» QUÉ HACER
(a) Repite del texto sobre la puesta de Shakespeare el fragmento que empieza con "El amor después" y sigue hasta "esconde varias verdades.".
(b) Responde estas preguntas según el texto sobre la puesta de Shakespeare:
(i) ¿Contra quiénes se percibe un grito de advertencia?
(ii) ¿Con quién conversa quien escribe después de la obra?
(iii) ¿En qué radica el logro de esta puesta?

» BLOQUE DE TEXTO
-.-.-
Percibo un grito de advertencia contra nosotros mismos. Un grito que nos abre los ojos a todos los seres que, desconociendo el origen de nuestras más íntimas motivaciones, nos vemos envueltos en nuestras propias atrocidades o bondades.
El amor después del amor
Esta obra me deja un sabor agridulce. Converso con mi hermana, que la ha visto por primera vez, está llena de vida y emoción. Ella no refuta nada, se dejó seducir por los encantos del teatro. Por el contrario, yo me quedo repasando ciertos momentos, aquellos gestos y sentencias que va disparando la obra. Sigue siendo Shakespeare, pero ya no es su tiempo, ni su contexto. Hoy la vida es otra, los ritmos han cambiado. El amor ya no es el mismo y tampoco aceptado como disfraz de la represión. El logro de esta puesta radica en su insatisfacción con el final de la versión original. Pero el resto de la obra sigue siendo una máscara que esconde varias verdades.
-.-.-
» FILAS DE DATOS
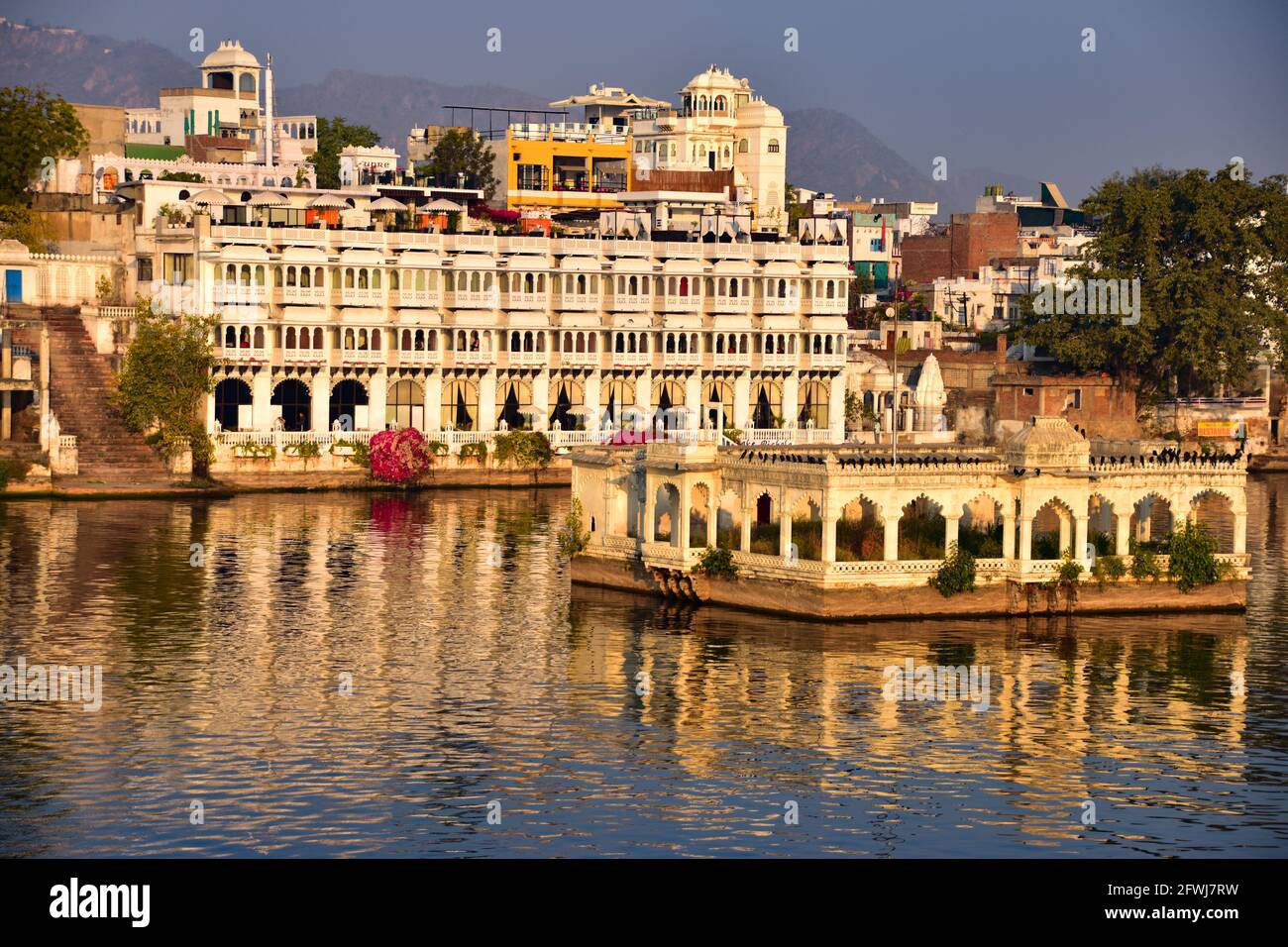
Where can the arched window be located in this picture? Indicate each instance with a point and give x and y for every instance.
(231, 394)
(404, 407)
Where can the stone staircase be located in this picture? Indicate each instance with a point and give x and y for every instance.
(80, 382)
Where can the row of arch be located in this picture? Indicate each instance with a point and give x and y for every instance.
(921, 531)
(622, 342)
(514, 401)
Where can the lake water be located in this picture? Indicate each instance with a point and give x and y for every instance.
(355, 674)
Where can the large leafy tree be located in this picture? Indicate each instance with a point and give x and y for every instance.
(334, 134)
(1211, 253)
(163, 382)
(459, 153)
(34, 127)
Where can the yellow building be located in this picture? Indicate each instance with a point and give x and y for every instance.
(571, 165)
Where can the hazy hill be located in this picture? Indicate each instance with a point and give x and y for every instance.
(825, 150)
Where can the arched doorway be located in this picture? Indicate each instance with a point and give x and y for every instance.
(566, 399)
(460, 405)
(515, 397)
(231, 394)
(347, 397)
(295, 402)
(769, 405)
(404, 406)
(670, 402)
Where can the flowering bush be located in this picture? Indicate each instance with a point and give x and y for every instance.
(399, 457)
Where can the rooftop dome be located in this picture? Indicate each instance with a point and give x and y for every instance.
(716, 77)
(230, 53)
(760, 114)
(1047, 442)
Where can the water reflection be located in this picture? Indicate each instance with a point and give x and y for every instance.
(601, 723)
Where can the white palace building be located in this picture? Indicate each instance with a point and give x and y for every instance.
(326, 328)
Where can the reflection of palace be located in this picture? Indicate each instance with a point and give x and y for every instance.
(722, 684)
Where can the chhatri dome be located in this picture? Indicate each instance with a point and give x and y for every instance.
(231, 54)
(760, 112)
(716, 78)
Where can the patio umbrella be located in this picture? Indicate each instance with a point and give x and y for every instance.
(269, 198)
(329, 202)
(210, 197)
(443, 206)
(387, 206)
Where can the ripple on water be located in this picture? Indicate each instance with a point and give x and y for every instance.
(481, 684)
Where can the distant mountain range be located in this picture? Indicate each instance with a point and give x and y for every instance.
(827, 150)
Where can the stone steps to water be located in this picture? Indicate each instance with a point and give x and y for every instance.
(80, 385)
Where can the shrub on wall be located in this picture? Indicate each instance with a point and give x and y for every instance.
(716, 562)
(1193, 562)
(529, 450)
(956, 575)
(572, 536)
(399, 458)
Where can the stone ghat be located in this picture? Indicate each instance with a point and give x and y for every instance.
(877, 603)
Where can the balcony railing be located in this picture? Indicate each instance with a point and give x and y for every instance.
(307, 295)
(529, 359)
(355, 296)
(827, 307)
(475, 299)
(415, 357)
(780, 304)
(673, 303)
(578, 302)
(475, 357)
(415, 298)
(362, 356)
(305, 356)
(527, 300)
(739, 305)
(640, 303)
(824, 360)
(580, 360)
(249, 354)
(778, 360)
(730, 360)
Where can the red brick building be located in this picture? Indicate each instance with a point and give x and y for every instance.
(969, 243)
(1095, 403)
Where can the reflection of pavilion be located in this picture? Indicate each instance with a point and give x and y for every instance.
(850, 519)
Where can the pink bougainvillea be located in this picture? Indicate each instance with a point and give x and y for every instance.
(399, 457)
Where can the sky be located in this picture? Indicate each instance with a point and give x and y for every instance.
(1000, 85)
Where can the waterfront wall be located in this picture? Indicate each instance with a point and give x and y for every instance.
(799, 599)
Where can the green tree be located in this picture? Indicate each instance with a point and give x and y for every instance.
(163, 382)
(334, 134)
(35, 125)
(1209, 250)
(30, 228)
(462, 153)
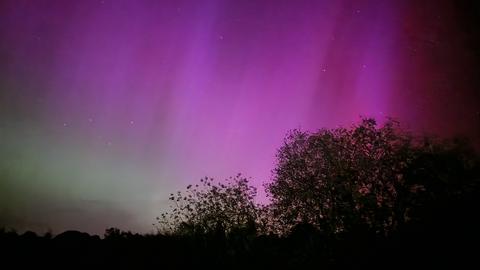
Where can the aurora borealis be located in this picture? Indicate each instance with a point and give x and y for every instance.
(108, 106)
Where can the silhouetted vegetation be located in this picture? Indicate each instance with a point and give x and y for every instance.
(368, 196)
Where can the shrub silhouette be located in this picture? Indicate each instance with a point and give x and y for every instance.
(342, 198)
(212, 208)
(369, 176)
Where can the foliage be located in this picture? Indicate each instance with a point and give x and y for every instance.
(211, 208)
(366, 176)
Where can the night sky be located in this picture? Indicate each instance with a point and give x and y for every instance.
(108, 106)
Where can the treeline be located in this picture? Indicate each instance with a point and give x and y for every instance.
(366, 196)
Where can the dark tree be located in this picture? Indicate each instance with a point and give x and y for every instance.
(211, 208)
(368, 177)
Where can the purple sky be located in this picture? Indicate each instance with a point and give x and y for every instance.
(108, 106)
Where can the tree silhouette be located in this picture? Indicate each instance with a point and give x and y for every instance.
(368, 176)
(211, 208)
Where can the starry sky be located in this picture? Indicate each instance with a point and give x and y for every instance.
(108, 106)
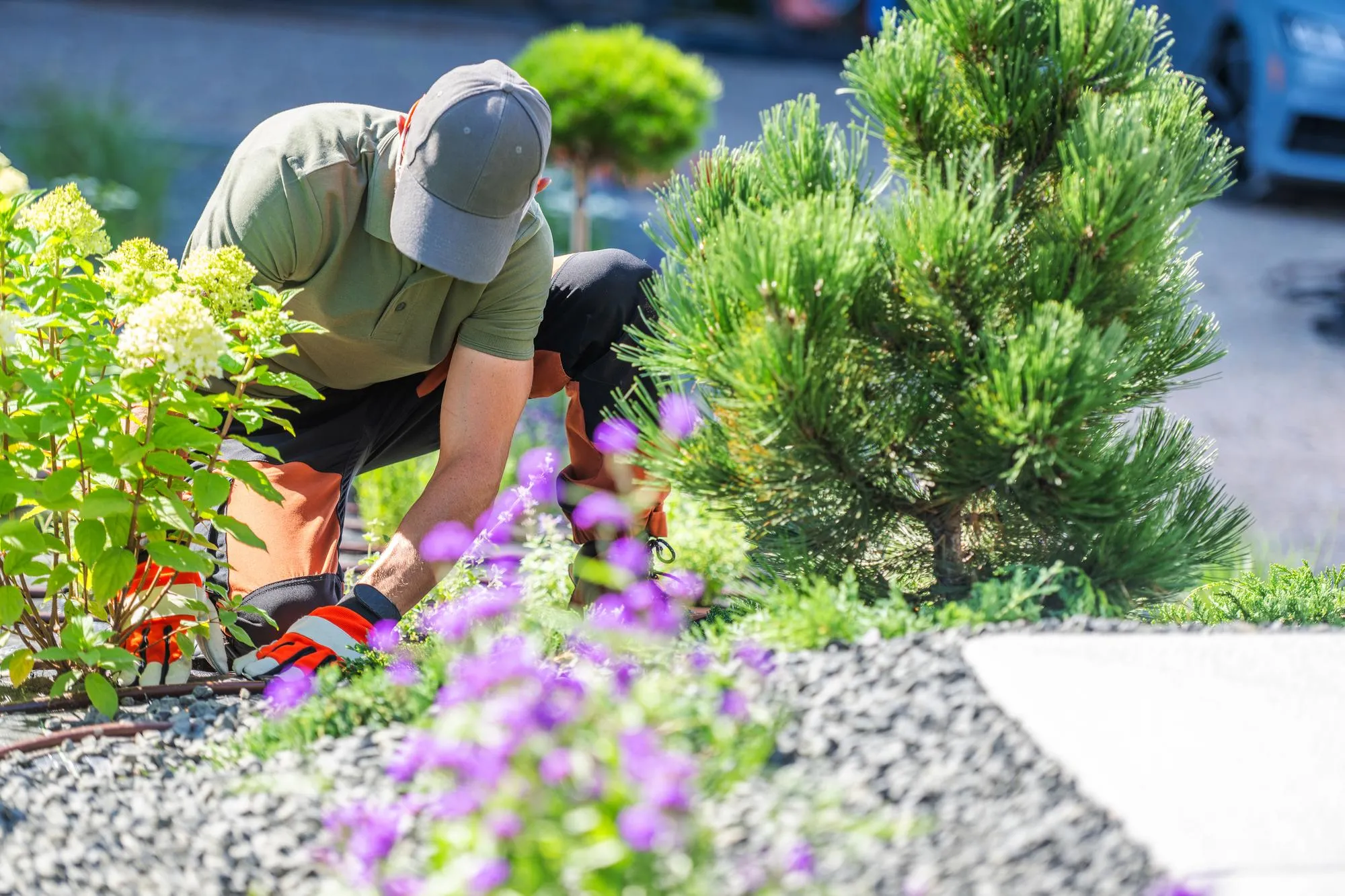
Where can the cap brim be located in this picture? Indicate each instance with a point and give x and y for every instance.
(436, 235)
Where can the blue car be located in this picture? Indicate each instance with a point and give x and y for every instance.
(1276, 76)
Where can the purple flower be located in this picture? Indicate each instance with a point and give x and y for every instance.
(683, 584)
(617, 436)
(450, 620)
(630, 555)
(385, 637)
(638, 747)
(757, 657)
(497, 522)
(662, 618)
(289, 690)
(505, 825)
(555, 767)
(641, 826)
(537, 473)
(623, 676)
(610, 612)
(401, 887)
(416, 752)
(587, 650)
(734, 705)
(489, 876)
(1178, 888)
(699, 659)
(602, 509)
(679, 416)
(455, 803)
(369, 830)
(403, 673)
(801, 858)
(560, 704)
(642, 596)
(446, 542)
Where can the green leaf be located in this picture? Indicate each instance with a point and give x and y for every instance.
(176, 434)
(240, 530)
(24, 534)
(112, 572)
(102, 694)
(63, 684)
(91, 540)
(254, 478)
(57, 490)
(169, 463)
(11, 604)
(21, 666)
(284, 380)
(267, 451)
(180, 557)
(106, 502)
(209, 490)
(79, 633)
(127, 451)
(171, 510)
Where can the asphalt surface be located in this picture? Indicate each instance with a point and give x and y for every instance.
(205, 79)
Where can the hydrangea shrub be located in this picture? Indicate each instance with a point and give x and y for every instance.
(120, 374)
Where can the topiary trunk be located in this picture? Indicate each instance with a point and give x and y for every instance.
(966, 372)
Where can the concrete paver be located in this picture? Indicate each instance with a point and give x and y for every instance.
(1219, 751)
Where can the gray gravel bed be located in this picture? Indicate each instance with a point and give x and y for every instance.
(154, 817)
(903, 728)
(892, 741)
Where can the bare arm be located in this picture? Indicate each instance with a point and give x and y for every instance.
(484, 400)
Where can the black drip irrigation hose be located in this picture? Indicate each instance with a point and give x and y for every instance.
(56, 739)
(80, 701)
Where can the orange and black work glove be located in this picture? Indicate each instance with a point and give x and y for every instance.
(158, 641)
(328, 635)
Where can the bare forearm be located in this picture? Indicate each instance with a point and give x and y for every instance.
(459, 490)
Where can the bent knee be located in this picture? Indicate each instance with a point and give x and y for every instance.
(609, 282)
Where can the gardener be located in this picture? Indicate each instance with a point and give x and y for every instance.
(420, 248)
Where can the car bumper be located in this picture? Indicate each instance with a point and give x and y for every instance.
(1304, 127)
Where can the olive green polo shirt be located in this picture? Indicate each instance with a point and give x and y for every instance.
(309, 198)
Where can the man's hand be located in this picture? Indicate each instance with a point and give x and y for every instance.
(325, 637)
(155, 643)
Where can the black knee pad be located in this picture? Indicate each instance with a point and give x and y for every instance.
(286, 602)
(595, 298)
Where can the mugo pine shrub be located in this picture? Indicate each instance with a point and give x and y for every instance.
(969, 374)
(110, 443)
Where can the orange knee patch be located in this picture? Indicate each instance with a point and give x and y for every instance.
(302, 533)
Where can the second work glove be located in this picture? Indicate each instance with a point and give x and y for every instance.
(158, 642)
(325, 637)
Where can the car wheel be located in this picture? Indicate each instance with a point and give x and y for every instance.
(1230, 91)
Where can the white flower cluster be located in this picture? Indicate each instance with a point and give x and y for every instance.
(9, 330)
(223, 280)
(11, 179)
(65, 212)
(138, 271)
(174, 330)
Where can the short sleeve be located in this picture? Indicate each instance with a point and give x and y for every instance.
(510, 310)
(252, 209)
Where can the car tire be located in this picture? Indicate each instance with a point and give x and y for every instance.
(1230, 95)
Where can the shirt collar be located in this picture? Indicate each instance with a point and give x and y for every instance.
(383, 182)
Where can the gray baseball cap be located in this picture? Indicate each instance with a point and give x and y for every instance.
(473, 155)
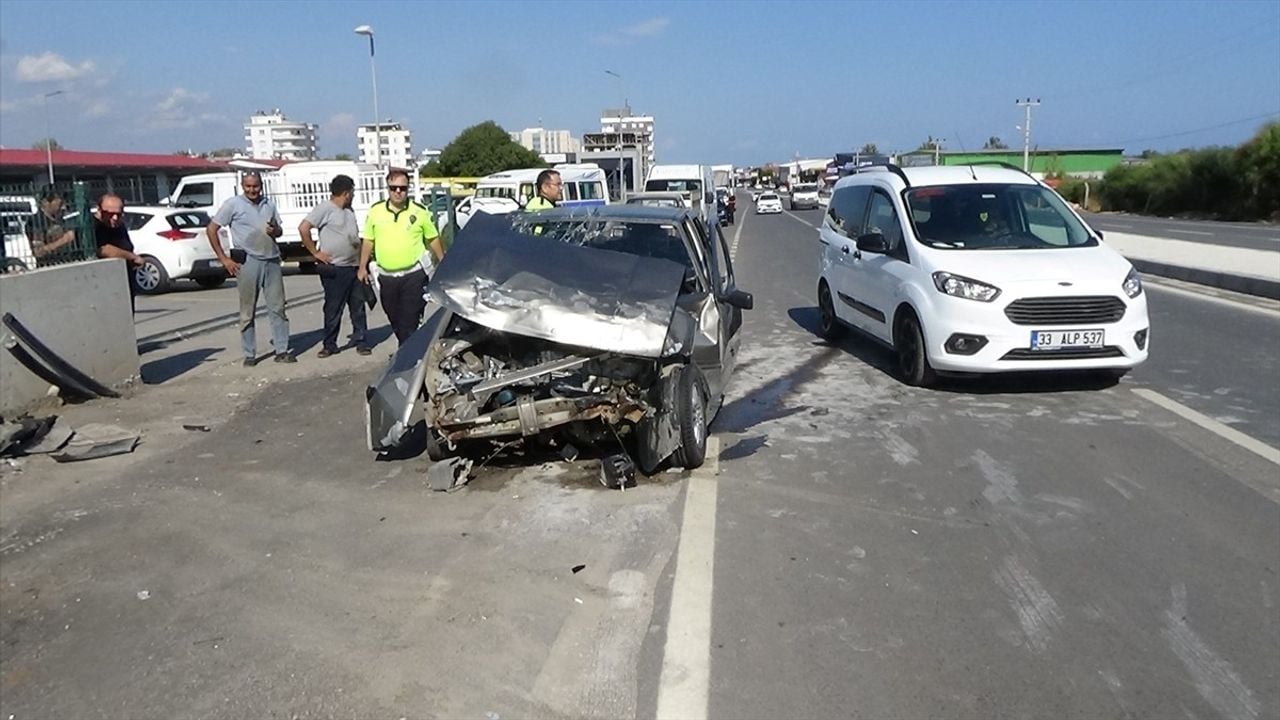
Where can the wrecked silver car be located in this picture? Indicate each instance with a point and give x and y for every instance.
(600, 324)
-.-.-
» RESPUESTAS ESCRITAS
(a)
El amor después del amor
Esta obra me deja un sabor agridulce. Converso con mi hermana, que la ha visto por primera vez, está llena de vida y emoción. Ella no refuta nada, se dejó seducir por los encantos del teatro. Por el contrario, yo me quedo repasando ciertos momentos, aquellos gestos y sentencias que va disparando la obra. Sigue siendo Shakespeare, pero ya no es su tiempo, ni su contexto. Hoy la vida es otra, los ritmos han cambiado. El amor ya no es el mismo y tampoco aceptado como disfraz de la represión. El logro de esta puesta radica en su insatisfacción con el final de la versión original. Pero el resto de la obra sigue siendo una máscara que esconde varias verdades.

(b)
(i) Contra nosotros mismos.
(ii) Con su hermana.
(iii) En su insatisfacción con el final de la versión original.